Return each line from the rows below that contains the word "butterfly", copied without changes.
┄┄┄┄┄┄
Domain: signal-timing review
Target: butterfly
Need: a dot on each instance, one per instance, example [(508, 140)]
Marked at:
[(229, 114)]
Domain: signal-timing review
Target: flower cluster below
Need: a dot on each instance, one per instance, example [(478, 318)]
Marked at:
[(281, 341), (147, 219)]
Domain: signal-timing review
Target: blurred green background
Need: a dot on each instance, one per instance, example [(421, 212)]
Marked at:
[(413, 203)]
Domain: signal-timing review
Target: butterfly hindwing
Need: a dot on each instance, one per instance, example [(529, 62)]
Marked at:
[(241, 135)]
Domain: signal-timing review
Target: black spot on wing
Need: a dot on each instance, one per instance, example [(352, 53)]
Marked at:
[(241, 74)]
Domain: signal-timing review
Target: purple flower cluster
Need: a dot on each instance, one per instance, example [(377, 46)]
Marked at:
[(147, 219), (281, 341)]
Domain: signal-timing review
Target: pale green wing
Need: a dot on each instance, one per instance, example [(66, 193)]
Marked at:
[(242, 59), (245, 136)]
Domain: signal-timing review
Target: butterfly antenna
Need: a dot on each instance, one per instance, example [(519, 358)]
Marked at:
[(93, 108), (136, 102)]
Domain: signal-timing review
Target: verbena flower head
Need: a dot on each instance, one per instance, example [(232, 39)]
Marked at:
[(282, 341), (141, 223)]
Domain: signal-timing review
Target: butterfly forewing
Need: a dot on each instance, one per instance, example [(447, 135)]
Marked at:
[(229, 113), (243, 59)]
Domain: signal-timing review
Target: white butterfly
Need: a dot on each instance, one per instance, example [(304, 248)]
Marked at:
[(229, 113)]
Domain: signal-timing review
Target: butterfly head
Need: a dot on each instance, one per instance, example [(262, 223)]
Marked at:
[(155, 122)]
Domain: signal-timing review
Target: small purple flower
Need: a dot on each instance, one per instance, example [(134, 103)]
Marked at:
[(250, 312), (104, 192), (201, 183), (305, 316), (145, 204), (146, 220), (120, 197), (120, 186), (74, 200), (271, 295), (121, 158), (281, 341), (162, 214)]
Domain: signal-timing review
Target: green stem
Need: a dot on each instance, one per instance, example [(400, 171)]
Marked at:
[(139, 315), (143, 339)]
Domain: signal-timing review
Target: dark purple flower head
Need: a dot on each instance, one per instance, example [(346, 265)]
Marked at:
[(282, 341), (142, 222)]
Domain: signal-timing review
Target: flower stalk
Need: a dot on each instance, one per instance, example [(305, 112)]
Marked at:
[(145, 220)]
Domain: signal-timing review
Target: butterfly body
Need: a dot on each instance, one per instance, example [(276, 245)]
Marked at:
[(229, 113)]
┄┄┄┄┄┄
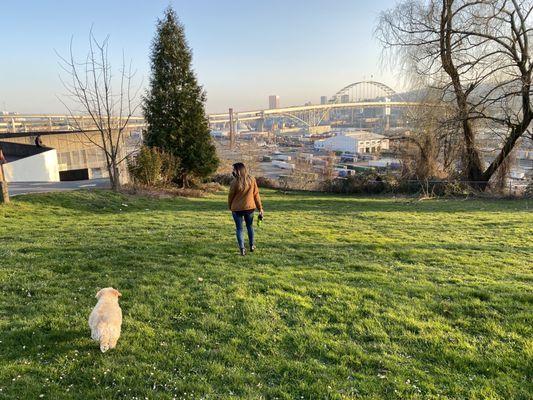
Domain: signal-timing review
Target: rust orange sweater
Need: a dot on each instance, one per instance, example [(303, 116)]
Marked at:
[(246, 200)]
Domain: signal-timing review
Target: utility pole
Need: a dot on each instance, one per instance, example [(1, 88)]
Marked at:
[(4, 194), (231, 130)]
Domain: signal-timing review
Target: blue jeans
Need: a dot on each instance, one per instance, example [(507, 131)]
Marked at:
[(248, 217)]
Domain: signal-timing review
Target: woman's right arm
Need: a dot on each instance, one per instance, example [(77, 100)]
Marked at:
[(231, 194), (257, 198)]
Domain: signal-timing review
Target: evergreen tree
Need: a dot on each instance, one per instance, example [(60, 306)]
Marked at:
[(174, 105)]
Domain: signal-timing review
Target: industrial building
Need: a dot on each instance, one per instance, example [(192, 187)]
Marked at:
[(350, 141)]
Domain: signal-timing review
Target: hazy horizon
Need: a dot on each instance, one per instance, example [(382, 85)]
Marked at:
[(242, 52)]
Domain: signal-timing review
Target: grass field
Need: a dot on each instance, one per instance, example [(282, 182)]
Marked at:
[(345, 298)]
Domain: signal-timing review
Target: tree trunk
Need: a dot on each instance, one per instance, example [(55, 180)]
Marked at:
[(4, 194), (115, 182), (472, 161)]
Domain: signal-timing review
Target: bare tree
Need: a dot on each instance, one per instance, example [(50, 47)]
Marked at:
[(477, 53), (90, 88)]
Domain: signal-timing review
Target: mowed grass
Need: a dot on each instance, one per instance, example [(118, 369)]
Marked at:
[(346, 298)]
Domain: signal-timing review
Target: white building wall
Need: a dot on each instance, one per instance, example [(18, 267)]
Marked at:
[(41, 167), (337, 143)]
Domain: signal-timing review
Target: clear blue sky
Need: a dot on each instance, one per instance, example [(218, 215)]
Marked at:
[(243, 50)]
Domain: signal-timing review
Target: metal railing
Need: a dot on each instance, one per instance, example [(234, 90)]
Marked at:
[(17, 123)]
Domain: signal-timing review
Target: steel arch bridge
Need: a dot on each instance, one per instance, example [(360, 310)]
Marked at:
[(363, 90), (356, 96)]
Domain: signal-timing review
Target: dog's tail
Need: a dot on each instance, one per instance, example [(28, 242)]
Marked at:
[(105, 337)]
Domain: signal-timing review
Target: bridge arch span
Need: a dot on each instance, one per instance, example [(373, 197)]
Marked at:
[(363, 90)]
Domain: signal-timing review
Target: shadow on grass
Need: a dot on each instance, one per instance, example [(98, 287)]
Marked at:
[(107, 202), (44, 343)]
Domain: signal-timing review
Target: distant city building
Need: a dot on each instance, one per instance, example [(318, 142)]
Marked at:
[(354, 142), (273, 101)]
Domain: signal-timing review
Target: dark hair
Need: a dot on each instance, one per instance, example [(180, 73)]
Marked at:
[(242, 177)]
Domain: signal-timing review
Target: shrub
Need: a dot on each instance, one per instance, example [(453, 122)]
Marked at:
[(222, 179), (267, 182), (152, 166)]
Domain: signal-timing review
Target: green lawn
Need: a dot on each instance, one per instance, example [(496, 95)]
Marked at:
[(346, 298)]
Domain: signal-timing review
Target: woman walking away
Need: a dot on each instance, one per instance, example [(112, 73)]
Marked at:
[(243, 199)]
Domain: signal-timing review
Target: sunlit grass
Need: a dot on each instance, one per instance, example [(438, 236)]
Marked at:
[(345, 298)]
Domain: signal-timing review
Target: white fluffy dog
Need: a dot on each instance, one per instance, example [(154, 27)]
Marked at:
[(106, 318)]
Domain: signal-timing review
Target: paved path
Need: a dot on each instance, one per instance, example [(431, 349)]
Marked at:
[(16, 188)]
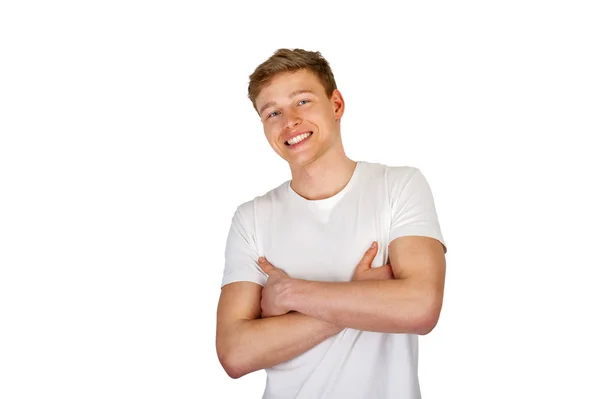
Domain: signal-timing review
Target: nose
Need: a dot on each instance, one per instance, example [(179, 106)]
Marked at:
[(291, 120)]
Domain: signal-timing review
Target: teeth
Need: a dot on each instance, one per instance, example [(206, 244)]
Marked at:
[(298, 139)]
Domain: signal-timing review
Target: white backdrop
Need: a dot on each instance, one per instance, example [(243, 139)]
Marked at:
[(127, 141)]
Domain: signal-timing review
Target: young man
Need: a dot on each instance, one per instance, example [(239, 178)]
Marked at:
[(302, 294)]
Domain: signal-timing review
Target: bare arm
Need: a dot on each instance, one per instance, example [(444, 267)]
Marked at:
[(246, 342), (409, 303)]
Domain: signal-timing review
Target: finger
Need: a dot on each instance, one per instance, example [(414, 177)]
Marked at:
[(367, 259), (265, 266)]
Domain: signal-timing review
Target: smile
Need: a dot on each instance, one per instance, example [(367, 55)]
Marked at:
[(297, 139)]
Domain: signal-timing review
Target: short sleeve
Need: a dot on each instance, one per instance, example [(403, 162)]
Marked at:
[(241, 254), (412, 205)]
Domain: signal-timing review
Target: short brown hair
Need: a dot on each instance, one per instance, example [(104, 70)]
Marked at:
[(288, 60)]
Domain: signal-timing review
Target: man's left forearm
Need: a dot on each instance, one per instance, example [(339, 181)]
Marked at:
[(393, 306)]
┄┄┄┄┄┄
_Result of the exercise:_
Target: butterfly
Target: butterfly hindwing
Target: butterfly antenna
Target: butterfly forewing
Target: white butterfly
Target: butterfly head
Target: butterfly body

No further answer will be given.